GOAL OF THE EXERCISE:
Every line below that holds the string "porch" should be copied out.

Top of DATA FOR PROCESSING

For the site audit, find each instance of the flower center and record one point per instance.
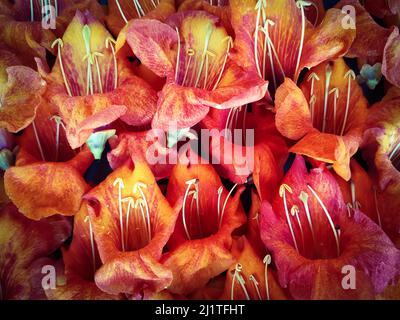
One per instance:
(40, 9)
(202, 56)
(193, 217)
(140, 8)
(238, 278)
(265, 53)
(333, 116)
(134, 213)
(299, 229)
(218, 3)
(101, 66)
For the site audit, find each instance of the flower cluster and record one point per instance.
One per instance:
(199, 149)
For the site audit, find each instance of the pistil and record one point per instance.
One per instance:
(88, 220)
(267, 261)
(60, 44)
(350, 75)
(282, 194)
(328, 75)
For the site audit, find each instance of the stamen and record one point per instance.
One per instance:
(304, 199)
(271, 23)
(350, 75)
(98, 70)
(121, 186)
(121, 12)
(190, 52)
(131, 204)
(349, 208)
(58, 122)
(295, 213)
(109, 43)
(138, 187)
(87, 219)
(267, 261)
(317, 13)
(255, 283)
(220, 189)
(178, 56)
(261, 5)
(335, 91)
(32, 10)
(88, 56)
(205, 50)
(282, 194)
(377, 207)
(189, 185)
(328, 216)
(301, 5)
(225, 202)
(267, 43)
(228, 48)
(313, 101)
(328, 75)
(356, 204)
(38, 140)
(241, 281)
(60, 44)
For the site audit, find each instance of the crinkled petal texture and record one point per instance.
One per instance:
(200, 245)
(192, 51)
(286, 28)
(252, 267)
(244, 141)
(370, 37)
(222, 10)
(20, 93)
(48, 176)
(27, 40)
(132, 222)
(391, 58)
(22, 243)
(315, 269)
(92, 87)
(381, 143)
(120, 12)
(149, 146)
(328, 114)
(81, 260)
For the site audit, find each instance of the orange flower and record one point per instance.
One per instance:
(312, 240)
(132, 222)
(250, 277)
(20, 92)
(275, 40)
(192, 51)
(200, 245)
(81, 261)
(24, 248)
(48, 176)
(120, 12)
(22, 30)
(91, 86)
(258, 150)
(327, 115)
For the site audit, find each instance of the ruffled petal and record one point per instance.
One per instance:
(130, 259)
(22, 243)
(206, 254)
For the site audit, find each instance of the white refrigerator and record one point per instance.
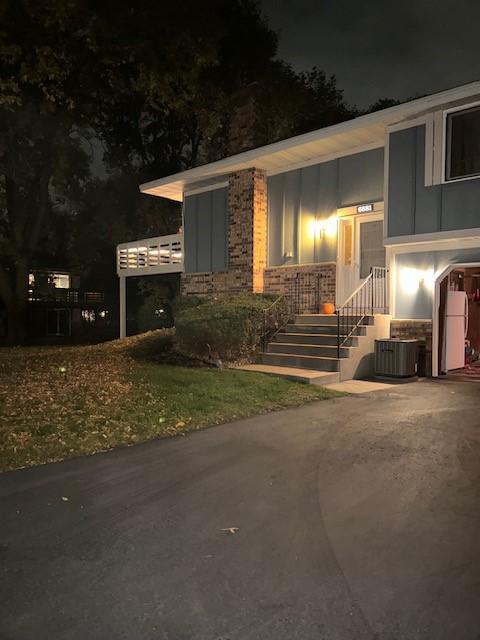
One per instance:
(456, 327)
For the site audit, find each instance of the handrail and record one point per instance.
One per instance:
(266, 336)
(369, 297)
(360, 286)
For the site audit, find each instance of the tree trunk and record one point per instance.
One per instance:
(16, 303)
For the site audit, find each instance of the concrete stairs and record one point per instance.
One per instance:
(310, 343)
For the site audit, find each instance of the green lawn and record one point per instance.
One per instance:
(57, 402)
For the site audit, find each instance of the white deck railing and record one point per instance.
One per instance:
(151, 256)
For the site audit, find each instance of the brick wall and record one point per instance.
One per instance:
(247, 240)
(281, 280)
(420, 330)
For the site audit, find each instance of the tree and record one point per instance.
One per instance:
(69, 70)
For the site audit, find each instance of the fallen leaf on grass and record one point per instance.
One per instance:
(230, 530)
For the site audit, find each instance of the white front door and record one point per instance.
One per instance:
(360, 247)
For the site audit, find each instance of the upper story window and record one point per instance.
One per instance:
(462, 153)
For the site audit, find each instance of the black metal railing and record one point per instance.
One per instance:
(369, 298)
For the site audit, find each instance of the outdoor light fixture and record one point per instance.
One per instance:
(325, 228)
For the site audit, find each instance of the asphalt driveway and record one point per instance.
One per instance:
(358, 518)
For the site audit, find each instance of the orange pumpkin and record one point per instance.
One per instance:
(328, 308)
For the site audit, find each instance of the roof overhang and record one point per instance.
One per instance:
(366, 131)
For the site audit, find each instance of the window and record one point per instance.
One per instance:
(347, 242)
(61, 280)
(462, 157)
(372, 250)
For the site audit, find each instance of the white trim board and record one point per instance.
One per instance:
(210, 187)
(326, 158)
(439, 236)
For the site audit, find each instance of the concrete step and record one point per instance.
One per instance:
(317, 350)
(306, 376)
(330, 319)
(313, 338)
(300, 361)
(322, 329)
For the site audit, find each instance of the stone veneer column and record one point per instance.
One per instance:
(247, 240)
(247, 235)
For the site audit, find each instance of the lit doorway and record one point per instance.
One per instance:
(360, 247)
(456, 322)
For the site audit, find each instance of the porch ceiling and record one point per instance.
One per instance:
(368, 130)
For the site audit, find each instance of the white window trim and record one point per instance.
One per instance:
(446, 113)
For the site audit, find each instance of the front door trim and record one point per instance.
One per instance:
(356, 220)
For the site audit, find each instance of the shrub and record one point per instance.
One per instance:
(226, 327)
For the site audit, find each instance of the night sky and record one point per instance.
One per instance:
(380, 48)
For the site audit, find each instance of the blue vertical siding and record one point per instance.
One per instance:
(205, 220)
(414, 208)
(296, 198)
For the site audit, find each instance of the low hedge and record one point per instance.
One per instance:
(223, 327)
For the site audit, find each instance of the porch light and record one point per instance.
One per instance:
(413, 279)
(325, 228)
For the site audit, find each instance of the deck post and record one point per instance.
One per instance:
(123, 307)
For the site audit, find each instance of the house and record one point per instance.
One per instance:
(379, 215)
(60, 309)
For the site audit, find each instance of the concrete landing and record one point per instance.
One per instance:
(361, 386)
(307, 376)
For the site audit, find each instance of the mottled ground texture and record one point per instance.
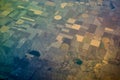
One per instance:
(59, 39)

Bottom of DATA FOR PROCESSING

TASK ANSWER:
For the site audit, find each instance of the porch ceiling and record one point per instance.
For the site audit, find each instance of the porch light and record one point per instance.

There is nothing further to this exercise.